- [WHAT IS BEING ASKED] Please write out the data exactly, line by line.

****************

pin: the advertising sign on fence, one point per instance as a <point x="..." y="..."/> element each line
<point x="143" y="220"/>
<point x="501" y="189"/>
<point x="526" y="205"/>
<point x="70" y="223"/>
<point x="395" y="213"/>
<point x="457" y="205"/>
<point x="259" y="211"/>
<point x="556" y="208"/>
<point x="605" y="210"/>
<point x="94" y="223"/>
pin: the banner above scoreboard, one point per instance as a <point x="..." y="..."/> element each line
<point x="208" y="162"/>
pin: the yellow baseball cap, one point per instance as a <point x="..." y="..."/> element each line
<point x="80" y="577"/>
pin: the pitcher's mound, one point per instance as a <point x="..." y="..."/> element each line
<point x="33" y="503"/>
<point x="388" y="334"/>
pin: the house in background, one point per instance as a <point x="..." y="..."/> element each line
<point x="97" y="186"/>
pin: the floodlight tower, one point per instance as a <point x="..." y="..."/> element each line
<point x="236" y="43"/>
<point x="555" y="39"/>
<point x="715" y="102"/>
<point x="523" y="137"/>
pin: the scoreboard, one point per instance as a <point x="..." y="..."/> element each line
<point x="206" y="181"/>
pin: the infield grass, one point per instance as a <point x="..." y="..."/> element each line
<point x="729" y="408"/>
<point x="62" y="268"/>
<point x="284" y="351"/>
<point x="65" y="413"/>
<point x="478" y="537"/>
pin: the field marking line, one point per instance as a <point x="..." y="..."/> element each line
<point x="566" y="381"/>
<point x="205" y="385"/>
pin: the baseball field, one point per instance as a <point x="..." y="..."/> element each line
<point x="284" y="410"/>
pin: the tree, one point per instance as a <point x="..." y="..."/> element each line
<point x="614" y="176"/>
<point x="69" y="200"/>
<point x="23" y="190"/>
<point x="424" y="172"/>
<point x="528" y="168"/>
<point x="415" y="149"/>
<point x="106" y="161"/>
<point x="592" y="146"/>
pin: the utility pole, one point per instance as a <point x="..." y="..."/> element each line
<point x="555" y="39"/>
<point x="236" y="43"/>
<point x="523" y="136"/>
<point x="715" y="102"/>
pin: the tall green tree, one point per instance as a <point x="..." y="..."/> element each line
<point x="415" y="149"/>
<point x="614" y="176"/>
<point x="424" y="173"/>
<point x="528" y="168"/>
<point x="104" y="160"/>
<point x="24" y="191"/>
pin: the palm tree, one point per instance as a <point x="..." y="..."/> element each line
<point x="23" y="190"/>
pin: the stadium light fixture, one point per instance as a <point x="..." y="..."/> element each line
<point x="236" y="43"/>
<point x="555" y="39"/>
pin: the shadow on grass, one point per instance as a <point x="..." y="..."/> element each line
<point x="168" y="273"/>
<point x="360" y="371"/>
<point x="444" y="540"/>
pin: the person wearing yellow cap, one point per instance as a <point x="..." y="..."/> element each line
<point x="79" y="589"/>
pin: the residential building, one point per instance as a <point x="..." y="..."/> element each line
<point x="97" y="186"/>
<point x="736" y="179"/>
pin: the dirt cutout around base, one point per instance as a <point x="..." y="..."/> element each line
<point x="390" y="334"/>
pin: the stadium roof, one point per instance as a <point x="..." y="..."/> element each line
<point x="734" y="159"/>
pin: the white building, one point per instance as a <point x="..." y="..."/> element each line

****************

- [EXERCISE RESULT]
pin: the advertising sign on fence, one point per instance as a <point x="..." y="..."/> element each line
<point x="143" y="220"/>
<point x="501" y="189"/>
<point x="526" y="205"/>
<point x="70" y="223"/>
<point x="395" y="213"/>
<point x="457" y="205"/>
<point x="259" y="211"/>
<point x="556" y="208"/>
<point x="605" y="210"/>
<point x="94" y="223"/>
pin: the banner above scoreboard, one point per instance as a <point x="..." y="..."/> element each line
<point x="208" y="162"/>
pin: the yellow baseball cap, one point per instance as a <point x="..." y="..."/> element each line
<point x="80" y="577"/>
pin: the pitcher's mound, one point per instance as a <point x="..." y="..."/> element each line
<point x="33" y="503"/>
<point x="388" y="334"/>
pin: the house in background, one point per instance as a <point x="..." y="..."/> element each line
<point x="97" y="186"/>
pin: the floodlight tower, one point per instance as a <point x="..." y="..."/> element each line
<point x="236" y="43"/>
<point x="555" y="39"/>
<point x="715" y="102"/>
<point x="523" y="137"/>
pin: the scoreboard, one point per instance as a <point x="..." y="..."/> element each line
<point x="206" y="181"/>
pin: the infield grass, one point per instance as a <point x="..." y="..."/> element each line
<point x="729" y="408"/>
<point x="62" y="268"/>
<point x="284" y="351"/>
<point x="65" y="413"/>
<point x="478" y="537"/>
pin: the field marking line, one point per instance as a <point x="..." y="..."/> element each line
<point x="566" y="381"/>
<point x="205" y="385"/>
pin: the baseball field, one point per instance as a <point x="..." y="..."/> element each line
<point x="284" y="410"/>
pin: the tree, one point per instance as a <point x="..." y="..."/> element each line
<point x="614" y="176"/>
<point x="69" y="200"/>
<point x="23" y="190"/>
<point x="424" y="172"/>
<point x="528" y="168"/>
<point x="415" y="149"/>
<point x="106" y="161"/>
<point x="592" y="146"/>
pin: the utility pole, one point per instance as a <point x="..." y="..."/> element each line
<point x="555" y="39"/>
<point x="236" y="43"/>
<point x="523" y="136"/>
<point x="715" y="102"/>
pin: the tall green tree, one point per instance as a <point x="..." y="..."/> element each line
<point x="415" y="149"/>
<point x="614" y="176"/>
<point x="424" y="173"/>
<point x="528" y="168"/>
<point x="104" y="160"/>
<point x="24" y="191"/>
pin: the palm tree, one point per instance as a <point x="..." y="..."/> element each line
<point x="23" y="190"/>
pin: the stadium light fixture, one point per instance as a <point x="..." y="..."/> element each line
<point x="236" y="43"/>
<point x="555" y="39"/>
pin: the shadow on grass, one point per instance as a <point x="..." y="..."/> element each line
<point x="168" y="273"/>
<point x="360" y="371"/>
<point x="444" y="540"/>
pin: the person wearing yellow cap, one point per instance as a <point x="..." y="..."/> element each line
<point x="79" y="589"/>
pin: the residential building, one point per instance as a <point x="..." y="..."/> element each line
<point x="97" y="186"/>
<point x="736" y="179"/>
pin: the dirt cutout around base, one point per instance as a <point x="..." y="..."/> element each line
<point x="390" y="334"/>
pin: the stadium roof, one point per instance as a <point x="..." y="..."/> element each line
<point x="734" y="159"/>
pin: the white building, one point per instance as a <point x="..." y="..."/> element each line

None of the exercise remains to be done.